読解用文章:
- - - - - - -

『目指すのは腕の良い工房です。』と題するDODAの求人広告はほとんどが僕が書いたものだ。
ライターさんがきれいにまとめたものを書いてくれていたのだが、僕の言葉で伝えたい
と思って悪いがほとんど書き直させてもらった。しかし、その文を見た小学校の
先生をしている友人には駄目だしされ、こういうものを書く時はレビューしてやるから
一回自分を通せと言われたぐらい(笑)で、文章は稚拙だと思う。
ありがたいので、大事な原稿を書く機会があれば本当にレビューをお願いしようと思うが、
このブログもレビューしてもらっているわけではないので、稚拙な文ではあると思っているが、
そこはご了承願いたい。

しかし文章力を抜きにしても、あそこに書いた内容を読んでもピンとこない人がほとんどだと想像している。
話すと長くなるし、たぶん一緒にやっていって徐々に言いたいことが伝えられるかなぁぐらいに思っているが、それでも言葉は足りていないと思うので、ちょっとここに書き足しておきたい。

例えば以下のようなことを書いている。

『轆轤(ろくろ)をひいて器を作る職人さんや吹きガラス職人さんを見たことがありますか?それも作品を作る有名な作家さんではなくて普段使いの物づくりをする無名の職人達の姿を。少しでも見たことがあるという方はひたむきに仕事に打ち込む姿が目に浮かぶと思います。同じような日々の繰り返しの積み重ねの中で美しいものが生み出されていく、弊社が目指すのはそこなのです。』

- - - - - - -

作業指示:
(1) 求人広告についての文章の「ライターさんがきれいにまとめたものを書いてくれていたのだが、僕の言葉で伝えたい」から「が目指すのはそこなのです。』」までを、「友人」を「知人」に置き換えて書き直してください。
(2) 求人広告についての文章に出てくるカタカナ表記の語を、重複を除いてすべて挙げてください。
資料は参照しなくてかまいません。

(位置ラベル付けの記録)
- - - - - - -

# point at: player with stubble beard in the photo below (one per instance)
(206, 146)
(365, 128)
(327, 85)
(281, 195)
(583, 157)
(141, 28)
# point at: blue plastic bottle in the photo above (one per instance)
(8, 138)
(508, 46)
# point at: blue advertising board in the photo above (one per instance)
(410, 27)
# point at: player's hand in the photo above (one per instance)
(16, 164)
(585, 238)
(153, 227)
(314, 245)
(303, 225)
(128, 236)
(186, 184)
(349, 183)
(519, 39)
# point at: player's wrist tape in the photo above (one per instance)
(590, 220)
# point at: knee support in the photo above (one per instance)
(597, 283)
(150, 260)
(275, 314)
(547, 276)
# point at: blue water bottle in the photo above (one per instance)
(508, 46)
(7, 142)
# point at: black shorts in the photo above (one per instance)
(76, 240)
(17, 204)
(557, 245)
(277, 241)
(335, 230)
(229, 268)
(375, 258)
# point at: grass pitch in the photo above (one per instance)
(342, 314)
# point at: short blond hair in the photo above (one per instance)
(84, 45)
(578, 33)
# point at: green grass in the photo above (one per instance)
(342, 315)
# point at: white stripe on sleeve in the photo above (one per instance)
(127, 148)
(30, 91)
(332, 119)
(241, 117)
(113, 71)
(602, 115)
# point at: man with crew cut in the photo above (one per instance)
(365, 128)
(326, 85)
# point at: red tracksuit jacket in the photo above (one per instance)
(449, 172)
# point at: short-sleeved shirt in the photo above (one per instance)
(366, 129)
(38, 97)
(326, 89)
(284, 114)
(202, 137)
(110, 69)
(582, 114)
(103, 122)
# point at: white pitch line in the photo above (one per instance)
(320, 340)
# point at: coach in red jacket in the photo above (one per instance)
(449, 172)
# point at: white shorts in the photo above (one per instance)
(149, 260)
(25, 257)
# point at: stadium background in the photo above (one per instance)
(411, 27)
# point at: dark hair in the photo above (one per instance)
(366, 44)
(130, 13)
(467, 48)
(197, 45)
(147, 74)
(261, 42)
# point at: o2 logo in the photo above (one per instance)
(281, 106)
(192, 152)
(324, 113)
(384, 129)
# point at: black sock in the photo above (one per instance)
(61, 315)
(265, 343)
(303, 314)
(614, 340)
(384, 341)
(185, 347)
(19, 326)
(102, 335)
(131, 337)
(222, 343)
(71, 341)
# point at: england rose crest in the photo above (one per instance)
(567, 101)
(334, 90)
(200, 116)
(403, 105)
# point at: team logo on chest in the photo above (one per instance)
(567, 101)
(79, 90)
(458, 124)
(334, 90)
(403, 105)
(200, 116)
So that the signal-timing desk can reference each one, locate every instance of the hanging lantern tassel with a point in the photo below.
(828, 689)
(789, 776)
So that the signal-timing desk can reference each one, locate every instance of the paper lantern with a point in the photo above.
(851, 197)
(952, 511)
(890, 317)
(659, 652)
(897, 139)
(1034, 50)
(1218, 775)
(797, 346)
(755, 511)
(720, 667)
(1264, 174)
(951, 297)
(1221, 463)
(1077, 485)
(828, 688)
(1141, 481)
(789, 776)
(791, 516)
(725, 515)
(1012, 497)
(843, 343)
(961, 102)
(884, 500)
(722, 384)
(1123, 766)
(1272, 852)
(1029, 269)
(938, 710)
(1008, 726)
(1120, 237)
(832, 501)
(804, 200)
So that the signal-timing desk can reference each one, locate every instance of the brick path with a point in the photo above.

- - - - - - -

解答例:
(1)
ライターさんがきれいにまとめたものを書いてくれていたのだが、僕の言葉で伝えたい
と思って悪いがほとんど書き直させてもらった。しかし、その文を見た小学校の
先生をしている知人には駄目だしされ、こういうものを書く時はレビューしてやるから
一回自分を通せと言われたぐらい(笑)で、文章は稚拙だと思う。
ありがたいので、大事な原稿を書く機会があれば本当にレビューをお願いしようと思うが、
このブログもレビューしてもらっているわけではないので、稚拙な文ではあると思っているが、
そこはご了承願いたい。

しかし文章力を抜きにしても、あそこに書いた内容を読んでもピンとこない人がほとんどだと想像している。
話すと長くなるし、たぶん一緒にやっていって徐々に言いたいことが伝えられるかなぁぐらいに思っているが、それでも言葉は足りていないと思うので、ちょっとここに書き足しておきたい。

例えば以下のようなことを書いている。

『轆轤(ろくろ)をひいて器を作る職人さんや吹きガラス職人さんを見たことがありますか?それも作品を作る有名な作家さんではなくて普段使いの物づくりをする無名の職人達の姿を。少しでも見たことがあるという方はひたむきに仕事に打ち込む姿が目に浮かぶと思います。同じような日々の繰り返しの積み重ねの中で美しいものが生み出されていく、弊社が目指すのはそこなのです。』

(2) ライター、レビュー、ブログ、ピン、ガラス